• _INPUT RECORDS_

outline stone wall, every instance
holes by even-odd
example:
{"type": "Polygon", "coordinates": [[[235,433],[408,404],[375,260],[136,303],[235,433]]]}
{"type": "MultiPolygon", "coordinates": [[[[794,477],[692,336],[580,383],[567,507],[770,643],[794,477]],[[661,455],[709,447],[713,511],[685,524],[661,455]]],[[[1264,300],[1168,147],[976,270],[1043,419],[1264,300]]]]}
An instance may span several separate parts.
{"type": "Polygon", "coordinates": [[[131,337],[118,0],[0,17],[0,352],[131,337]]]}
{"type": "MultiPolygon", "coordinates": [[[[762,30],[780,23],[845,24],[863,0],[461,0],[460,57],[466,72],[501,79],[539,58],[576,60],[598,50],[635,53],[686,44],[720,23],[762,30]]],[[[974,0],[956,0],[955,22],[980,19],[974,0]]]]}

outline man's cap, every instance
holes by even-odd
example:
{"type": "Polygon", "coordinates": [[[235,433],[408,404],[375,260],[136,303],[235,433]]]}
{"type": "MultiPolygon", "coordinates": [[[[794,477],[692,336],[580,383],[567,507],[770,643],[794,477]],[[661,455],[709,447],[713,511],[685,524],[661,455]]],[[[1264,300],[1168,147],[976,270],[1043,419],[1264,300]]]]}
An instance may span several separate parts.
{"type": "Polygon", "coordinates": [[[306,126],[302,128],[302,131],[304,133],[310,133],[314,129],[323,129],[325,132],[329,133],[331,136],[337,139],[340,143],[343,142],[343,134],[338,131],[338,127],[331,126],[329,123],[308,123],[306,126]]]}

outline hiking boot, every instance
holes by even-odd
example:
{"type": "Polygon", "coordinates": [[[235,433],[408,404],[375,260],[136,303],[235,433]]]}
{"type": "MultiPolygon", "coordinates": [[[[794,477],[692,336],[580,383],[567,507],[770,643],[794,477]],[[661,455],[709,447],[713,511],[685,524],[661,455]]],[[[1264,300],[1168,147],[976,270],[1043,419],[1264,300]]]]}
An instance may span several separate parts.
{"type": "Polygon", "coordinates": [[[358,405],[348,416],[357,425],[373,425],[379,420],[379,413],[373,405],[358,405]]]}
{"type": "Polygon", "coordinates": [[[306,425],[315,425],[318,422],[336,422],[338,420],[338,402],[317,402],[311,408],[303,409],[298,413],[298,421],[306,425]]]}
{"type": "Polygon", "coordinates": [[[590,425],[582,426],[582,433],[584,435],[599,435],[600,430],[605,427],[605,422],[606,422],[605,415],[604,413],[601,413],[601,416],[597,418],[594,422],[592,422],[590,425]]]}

• _WORK REQUEST_
Lines above containing "outline": how many? Reply with the number only.

• _THE ANSWER_
3